| Point-per-instance localization data |
|---|

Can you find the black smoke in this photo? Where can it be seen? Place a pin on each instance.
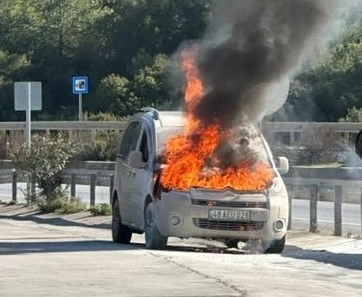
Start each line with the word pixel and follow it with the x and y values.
pixel 251 49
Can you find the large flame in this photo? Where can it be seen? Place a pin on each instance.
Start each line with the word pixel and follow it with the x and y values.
pixel 187 155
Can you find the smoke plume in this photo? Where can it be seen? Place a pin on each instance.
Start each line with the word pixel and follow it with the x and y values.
pixel 251 49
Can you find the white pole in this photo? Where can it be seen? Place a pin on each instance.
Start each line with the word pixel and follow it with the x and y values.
pixel 28 138
pixel 28 118
pixel 80 108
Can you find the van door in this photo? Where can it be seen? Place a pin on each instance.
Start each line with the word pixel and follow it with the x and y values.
pixel 141 182
pixel 124 171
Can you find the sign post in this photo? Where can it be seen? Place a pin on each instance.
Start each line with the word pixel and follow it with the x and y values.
pixel 28 97
pixel 80 87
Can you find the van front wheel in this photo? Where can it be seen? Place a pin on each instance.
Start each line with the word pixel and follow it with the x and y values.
pixel 154 239
pixel 275 246
pixel 120 232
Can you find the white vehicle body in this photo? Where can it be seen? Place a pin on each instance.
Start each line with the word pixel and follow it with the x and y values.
pixel 140 205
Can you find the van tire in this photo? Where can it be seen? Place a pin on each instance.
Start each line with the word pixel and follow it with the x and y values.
pixel 232 243
pixel 120 233
pixel 154 239
pixel 275 246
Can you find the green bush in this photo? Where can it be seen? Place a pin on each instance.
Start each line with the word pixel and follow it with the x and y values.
pixel 45 161
pixel 102 209
pixel 62 205
pixel 73 205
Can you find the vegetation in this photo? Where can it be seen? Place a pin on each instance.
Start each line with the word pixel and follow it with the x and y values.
pixel 45 162
pixel 61 205
pixel 123 46
pixel 102 209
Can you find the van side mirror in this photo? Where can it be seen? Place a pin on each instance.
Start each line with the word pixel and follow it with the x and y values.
pixel 135 160
pixel 283 165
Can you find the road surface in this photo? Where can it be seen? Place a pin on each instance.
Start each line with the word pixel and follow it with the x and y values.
pixel 46 255
pixel 351 213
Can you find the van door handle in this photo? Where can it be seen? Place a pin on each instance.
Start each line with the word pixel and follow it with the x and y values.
pixel 131 174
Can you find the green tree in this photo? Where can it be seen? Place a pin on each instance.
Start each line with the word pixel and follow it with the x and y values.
pixel 332 84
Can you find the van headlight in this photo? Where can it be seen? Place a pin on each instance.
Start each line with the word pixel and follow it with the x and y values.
pixel 277 187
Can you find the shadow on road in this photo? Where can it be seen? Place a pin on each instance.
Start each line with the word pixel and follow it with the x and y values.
pixel 349 261
pixel 16 248
pixel 35 216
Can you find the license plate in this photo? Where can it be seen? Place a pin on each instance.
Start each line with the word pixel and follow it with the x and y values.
pixel 229 215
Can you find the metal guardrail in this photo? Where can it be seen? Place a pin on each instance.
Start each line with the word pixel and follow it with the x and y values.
pixel 313 206
pixel 65 125
pixel 120 125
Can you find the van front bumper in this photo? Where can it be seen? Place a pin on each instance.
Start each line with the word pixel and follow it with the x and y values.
pixel 187 214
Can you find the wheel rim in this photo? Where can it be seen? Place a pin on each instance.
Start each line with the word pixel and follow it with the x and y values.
pixel 149 222
pixel 115 218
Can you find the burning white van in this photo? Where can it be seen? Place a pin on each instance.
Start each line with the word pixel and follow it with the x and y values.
pixel 182 180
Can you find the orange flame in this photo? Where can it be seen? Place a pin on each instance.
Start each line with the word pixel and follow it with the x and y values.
pixel 187 154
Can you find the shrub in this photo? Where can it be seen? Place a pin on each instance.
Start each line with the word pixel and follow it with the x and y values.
pixel 73 205
pixel 45 161
pixel 102 209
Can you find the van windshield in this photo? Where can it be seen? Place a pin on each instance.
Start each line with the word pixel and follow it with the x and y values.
pixel 244 143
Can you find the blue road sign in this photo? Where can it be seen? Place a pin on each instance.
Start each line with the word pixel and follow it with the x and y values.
pixel 80 84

|---|

| What this task involves |
Could you reproduce exactly the lines of the entries above, from the one with "Can you find the license" through the one with "Can you find the burning", and nothing else?

| Result |
Can you find the license plate in this photo? Where can it be seen? Place a pin on each instance.
Start each line with the word pixel and follow it with the x and y values.
pixel 229 215
Can you find the metal guardrail in this photo? Where can it be seen? Place a pin on each instance.
Start each line with the word pixel and follow it with the x and y values.
pixel 313 206
pixel 65 125
pixel 120 125
Can you find the van front bumper in this photo? Where can it be seen? Place a pin on each instance.
Start each line with the word pixel and follow it with the x and y values.
pixel 187 214
Can you find the wheel rim in this photo? Where can it be seen? Place a pin on each instance.
Start each line with the word pixel and follow it with the x and y values.
pixel 149 222
pixel 115 218
Can you find the burning white van in this photo? Where can it be seen? Place a pin on each instance.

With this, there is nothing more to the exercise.